*** Opening Passage provided ***

5. THE THEORETICAL KEY

This mode encourages a language-oriented and intellectual relationship to art rather than an aesthetic, affective or expressive one. It emphasizes the potential of art to make us think, instead of treating it as a way of accessing the artist’s psyche, engaging our sensibility, or exploring our sensory and emotional faculties. There are two broad possibilities. In the first, the manifest theoretical positions adopted by artists and critics and voiced at the time of making the work are addressed. The work of art is understood to be involved in exploring abstract ideas or immaterial subjects, such as existence, causality and truth. This approach links art with examining first principles and ultimate grounds, and an artwork is understood to exist within the context of deep and timeless existential questions about the meaning of life. In the second approach, the work of art is judged to require comprehensive review and analysis in relation to unexamined assumptions about value and meaning. In particular, attention is paid to the institutional frameworks in which the work functions, and the ways in which meaning is socially constructed and politically implicated, and how the work includes, in often unconscious ways, traces of the prejudices of the society within which it was produced.

*** Closing Passage provided ***
*** Opening Data listing ***

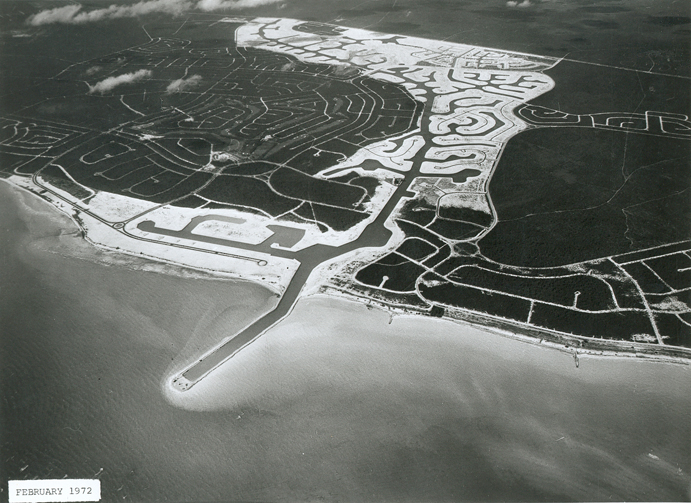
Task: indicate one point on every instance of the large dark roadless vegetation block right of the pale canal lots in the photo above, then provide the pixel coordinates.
(561, 195)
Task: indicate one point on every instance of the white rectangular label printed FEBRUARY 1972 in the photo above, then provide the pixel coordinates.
(57, 490)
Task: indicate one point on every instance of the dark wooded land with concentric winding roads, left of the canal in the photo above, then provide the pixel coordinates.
(273, 116)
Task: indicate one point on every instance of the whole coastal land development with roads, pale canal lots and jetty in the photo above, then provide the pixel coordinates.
(417, 175)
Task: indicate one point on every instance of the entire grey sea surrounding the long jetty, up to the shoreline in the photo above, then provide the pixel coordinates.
(333, 404)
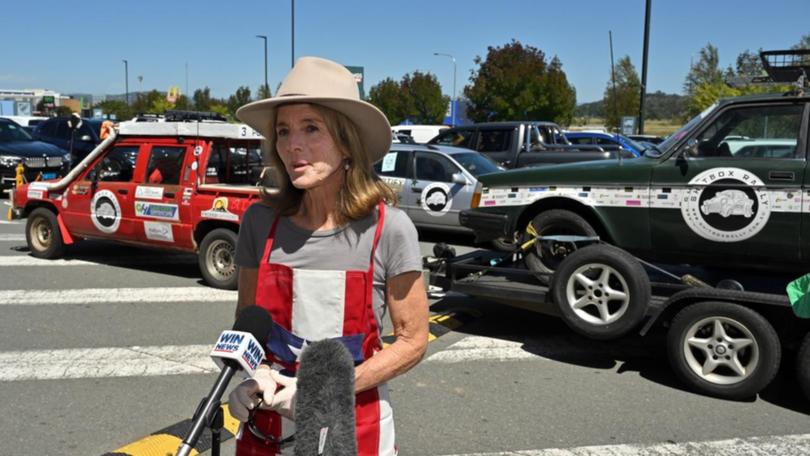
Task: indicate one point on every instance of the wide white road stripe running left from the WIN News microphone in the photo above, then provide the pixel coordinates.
(105, 362)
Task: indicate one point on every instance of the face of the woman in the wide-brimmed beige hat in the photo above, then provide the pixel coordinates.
(305, 146)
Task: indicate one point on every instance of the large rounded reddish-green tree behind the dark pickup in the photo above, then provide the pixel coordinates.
(514, 82)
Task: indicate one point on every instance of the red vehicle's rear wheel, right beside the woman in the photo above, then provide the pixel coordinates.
(217, 259)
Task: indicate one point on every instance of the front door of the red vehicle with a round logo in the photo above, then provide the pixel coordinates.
(99, 204)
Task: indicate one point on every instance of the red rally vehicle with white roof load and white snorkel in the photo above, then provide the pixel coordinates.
(171, 185)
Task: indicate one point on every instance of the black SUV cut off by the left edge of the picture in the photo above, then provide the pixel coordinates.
(40, 160)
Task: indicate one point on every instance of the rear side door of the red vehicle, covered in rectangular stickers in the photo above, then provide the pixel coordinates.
(159, 193)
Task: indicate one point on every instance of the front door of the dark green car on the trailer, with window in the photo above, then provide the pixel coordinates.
(733, 192)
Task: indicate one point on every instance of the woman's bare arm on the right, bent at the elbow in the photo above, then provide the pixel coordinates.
(408, 307)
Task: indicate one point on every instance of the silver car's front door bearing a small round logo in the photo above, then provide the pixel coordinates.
(438, 198)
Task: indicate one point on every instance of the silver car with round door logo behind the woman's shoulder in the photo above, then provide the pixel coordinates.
(434, 183)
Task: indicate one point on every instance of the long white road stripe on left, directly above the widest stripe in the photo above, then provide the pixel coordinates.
(115, 295)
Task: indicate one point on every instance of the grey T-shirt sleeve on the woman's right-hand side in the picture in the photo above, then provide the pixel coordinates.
(399, 243)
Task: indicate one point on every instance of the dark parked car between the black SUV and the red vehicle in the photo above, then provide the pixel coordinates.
(56, 131)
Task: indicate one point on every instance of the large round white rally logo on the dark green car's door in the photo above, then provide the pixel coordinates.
(726, 205)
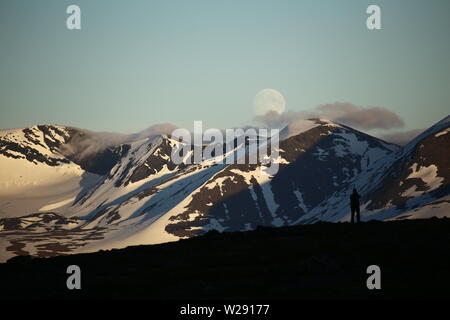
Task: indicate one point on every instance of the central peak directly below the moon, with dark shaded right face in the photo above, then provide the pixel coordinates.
(314, 164)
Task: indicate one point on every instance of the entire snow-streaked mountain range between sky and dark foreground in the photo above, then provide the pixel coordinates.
(131, 192)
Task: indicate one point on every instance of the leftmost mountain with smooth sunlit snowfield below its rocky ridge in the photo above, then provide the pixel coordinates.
(41, 165)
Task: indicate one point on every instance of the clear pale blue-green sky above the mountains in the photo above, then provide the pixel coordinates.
(137, 63)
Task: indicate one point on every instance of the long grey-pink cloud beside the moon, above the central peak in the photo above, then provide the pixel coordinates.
(365, 118)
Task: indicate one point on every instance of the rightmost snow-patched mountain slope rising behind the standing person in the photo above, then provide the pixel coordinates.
(412, 183)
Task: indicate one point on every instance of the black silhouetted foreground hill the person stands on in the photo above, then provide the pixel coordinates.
(317, 261)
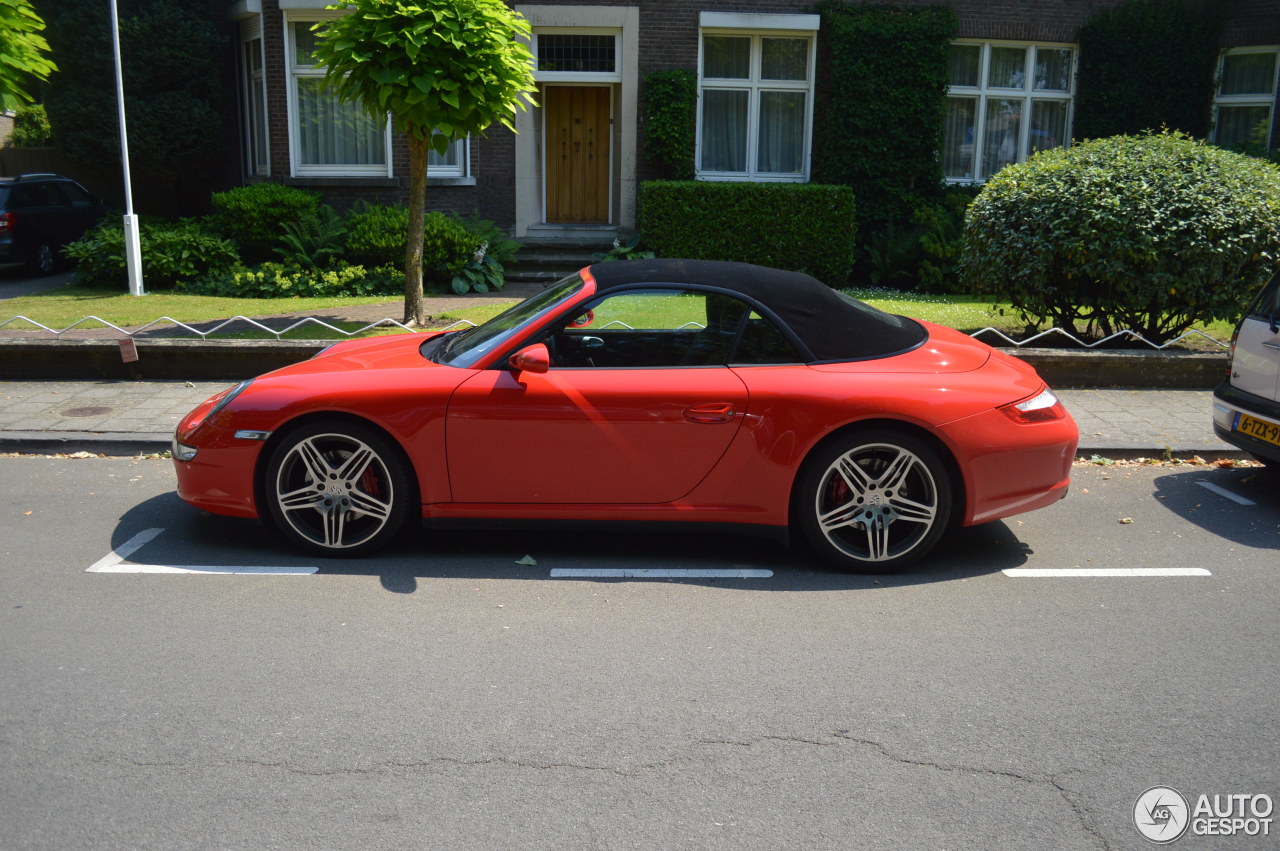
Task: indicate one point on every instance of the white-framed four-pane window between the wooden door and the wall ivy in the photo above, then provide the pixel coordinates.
(755, 104)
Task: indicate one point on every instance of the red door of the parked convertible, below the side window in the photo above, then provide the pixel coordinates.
(591, 436)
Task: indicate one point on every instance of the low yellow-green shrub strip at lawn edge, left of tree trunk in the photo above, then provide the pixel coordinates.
(281, 281)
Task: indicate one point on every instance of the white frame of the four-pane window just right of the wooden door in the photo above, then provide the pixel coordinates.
(755, 86)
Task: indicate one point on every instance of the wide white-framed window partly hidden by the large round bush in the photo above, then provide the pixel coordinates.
(1005, 103)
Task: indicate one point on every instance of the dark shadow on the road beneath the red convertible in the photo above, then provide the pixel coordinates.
(193, 538)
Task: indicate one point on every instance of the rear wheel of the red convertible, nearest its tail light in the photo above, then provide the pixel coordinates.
(874, 501)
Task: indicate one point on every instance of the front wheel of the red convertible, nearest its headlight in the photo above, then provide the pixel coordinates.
(339, 489)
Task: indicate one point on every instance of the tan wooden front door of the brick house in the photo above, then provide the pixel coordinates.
(578, 153)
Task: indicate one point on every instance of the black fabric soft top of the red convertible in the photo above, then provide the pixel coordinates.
(833, 326)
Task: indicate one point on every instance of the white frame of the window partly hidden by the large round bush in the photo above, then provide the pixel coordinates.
(1028, 94)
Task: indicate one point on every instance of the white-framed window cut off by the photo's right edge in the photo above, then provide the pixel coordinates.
(1246, 98)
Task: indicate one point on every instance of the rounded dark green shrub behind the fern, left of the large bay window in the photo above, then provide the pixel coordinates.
(253, 216)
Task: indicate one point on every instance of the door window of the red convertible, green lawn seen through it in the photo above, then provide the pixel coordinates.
(652, 328)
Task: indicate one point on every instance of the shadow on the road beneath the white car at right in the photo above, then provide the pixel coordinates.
(1241, 505)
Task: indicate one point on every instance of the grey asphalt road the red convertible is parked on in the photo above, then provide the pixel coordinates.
(444, 697)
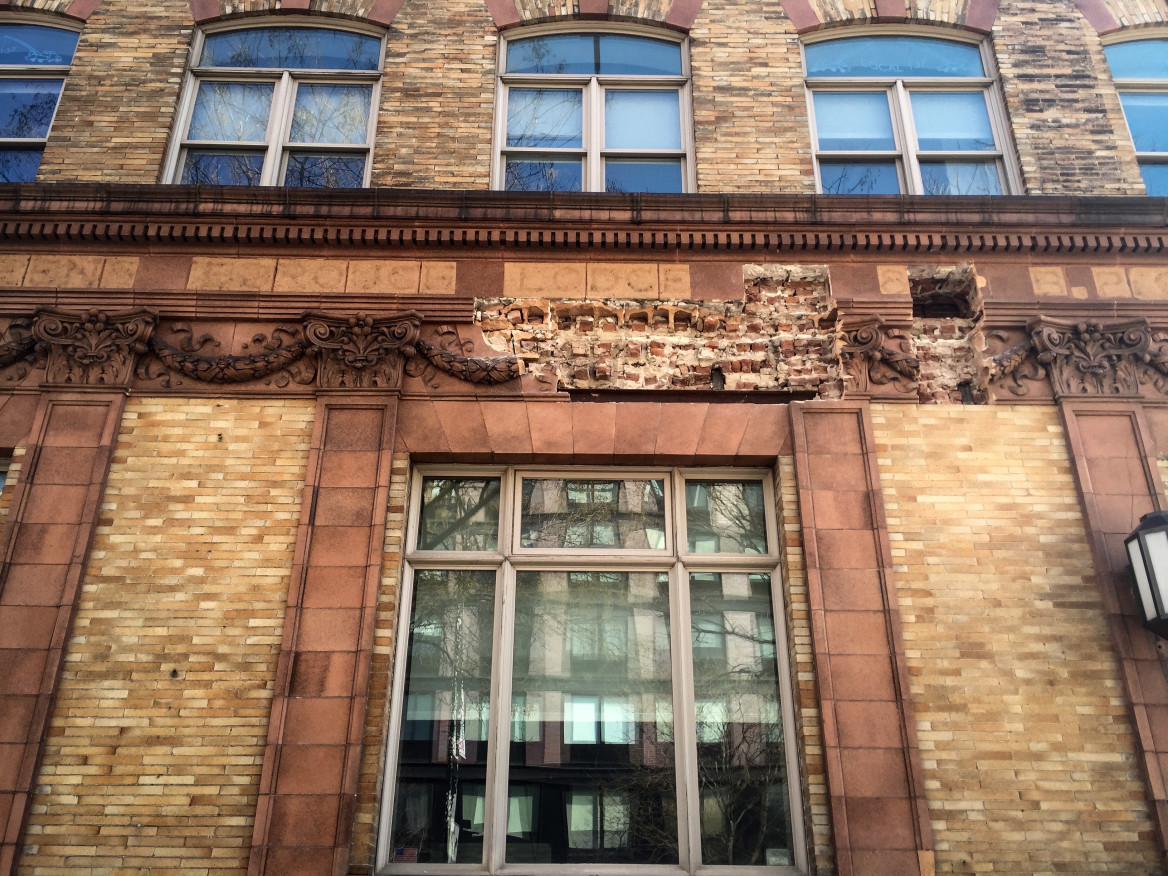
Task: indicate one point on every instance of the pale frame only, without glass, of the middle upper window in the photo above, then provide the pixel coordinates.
(593, 151)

*** Closing Data listing ***

Exercise directions:
Reproduce the passage on the theoretical key in full, word for word.

Exercise output:
5. THE THEORETICAL KEY

This mode encourages a language-oriented and intellectual relationship to art rather than an aesthetic, affective or expressive one. It emphasizes the potential of art to make us think, instead of treating it as a way of accessing the artist’s psyche, engaging our sensibility, or exploring our sensory and emotional faculties. There are two broad possibilities. In the first, the manifest theoretical positions adopted by artists and critics and voiced at the time of making the work are addressed. The work of art is understood to be involved in exploring abstract ideas or immaterial subjects, such as existence, causality and truth. This approach links art with examining first principles and ultimate grounds, and an artwork is understood to exist within the context of deep and timeless existential questions about the meaning of life. In the second approach, the work of art is judged to require comprehensive review and analysis in relation to unexamined assumptions about value and meaning. In particular, attention is paid to the institutional frameworks in which the work functions, and the ways in which meaning is socially constructed and politically implicated, and how the work includes, in often unconscious ways, traces of the prejudices of the society within which it was produced.